▶ [Provided text]
* begin *

Take Me Back to Pammukale

The wind has picked up and it almost feels like winter today, a strange feeling in the wake of a summer that refuses to end. I find myself thinking of the winteresque calcium deposits of Pammukale and not only wishing to go back in time, but wishing that I could hit pause as well. As far as exceptional places go, I think this piece of heaven might be right at the top of my list. Up there with the Cappodoccian balloon ride and the joys I feel whenever I enter Birds of Eden. These sorts of spaces always inspire that overwhelming reminder of how crazy beautiful this world that we live in is.

As I understand it, the calcium shelves at Pammukale are the result of both nature and the actions of mankind. The excess water servicing the ancient city on top of the hill was rerouted down the hill where the calcium rich streams caused these beautiful white pools. Today they’re maintained by only opening small portions of it up to the public and by continuing with the steady flow of water. The sight is quite breathtaking.

And you know what else? It’s romantic as hell. Walking hand-in-hand with my man through those freezing cold pools was pretty freaking nice. Especially since so few folks seemed to be prepared to walk right down to the bottom. Sadly we didn’t take out cameras with us (for fear we would slip and drown them) but at least one of the trusty cellphones came with and we have a few pics to share.

But wow, what an experience.

PS: the water tastes weird.

 

 

Up & Away: I finally got to climb into a hot air balloon

I had a dream last night that I flew to Sweden in a hot air balloon with my cat, Weasley, and Morrison, my sister’s golden retriever. Sometimes I love my brain for its ability to bring back the exact feelings of a past memory. Of course I haven’t gone to Sweden in a hot air balloon with my cat, but I can finally say that I have been in a hot air balloon.

* end *

▶ [Records shown]
* begin *

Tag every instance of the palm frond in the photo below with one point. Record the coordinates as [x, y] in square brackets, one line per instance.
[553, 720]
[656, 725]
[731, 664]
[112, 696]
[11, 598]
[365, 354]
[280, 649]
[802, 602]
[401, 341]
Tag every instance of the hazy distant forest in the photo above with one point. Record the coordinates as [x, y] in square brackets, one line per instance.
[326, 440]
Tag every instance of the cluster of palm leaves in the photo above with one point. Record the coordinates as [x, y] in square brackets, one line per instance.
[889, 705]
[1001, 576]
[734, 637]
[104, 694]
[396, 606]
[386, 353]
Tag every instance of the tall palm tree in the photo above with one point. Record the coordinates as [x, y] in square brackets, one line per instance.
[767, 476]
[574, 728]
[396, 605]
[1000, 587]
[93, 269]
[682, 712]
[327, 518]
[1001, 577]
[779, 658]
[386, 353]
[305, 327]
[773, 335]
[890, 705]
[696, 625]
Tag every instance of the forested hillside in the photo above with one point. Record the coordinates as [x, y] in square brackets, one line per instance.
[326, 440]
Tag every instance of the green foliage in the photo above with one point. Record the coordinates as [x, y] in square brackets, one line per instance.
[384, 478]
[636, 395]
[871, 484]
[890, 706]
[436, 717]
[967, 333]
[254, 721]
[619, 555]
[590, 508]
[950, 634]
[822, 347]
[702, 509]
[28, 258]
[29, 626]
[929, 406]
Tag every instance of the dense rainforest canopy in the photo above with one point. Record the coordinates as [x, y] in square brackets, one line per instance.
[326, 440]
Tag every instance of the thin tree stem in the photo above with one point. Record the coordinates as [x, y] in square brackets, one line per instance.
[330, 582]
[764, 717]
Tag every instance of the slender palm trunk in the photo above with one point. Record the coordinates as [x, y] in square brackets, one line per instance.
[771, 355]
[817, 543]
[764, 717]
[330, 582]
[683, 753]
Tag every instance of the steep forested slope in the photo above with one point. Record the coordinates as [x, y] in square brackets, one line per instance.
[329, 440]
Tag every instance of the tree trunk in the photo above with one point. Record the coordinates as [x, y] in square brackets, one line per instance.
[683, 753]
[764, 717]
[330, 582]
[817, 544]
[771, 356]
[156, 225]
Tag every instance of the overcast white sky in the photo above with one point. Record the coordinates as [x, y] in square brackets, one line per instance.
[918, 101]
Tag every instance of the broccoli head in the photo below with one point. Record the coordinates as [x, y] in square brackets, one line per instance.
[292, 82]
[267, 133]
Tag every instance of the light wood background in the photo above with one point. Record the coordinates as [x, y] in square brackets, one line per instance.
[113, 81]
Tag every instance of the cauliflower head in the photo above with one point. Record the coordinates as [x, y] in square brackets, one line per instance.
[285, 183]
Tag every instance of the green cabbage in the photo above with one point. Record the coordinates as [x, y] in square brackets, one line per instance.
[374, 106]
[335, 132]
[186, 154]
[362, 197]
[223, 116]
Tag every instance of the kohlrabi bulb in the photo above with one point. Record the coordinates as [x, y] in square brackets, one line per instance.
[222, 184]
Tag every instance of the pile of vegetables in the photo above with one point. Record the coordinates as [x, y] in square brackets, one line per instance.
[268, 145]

* end *

▶ [Instructions]
1) From the Pammukale post, extract the passage starting at "And you know" and ending at "what an experience.".
2) According to the Pammukale post, how did the white pools on the hill come about?
The records were drawn from a separate source.

▶ [Solutions to the exercise]
1)
And you know what else? It’s romantic as hell. Walking hand-in-hand with my man through those freezing cold pools was pretty freaking nice. Especially since so few folks seemed to be prepared to walk right down to the bottom. Sadly we didn’t take out cameras with us (for fear we would slip and drown them) but at least one of the trusty cellphones came with and we have a few pics to share.

But wow, what an experience.

2) Excess water that served the ancient city on top of the hill was rerouted down the hillside. The calcium-rich streams then formed the white pools.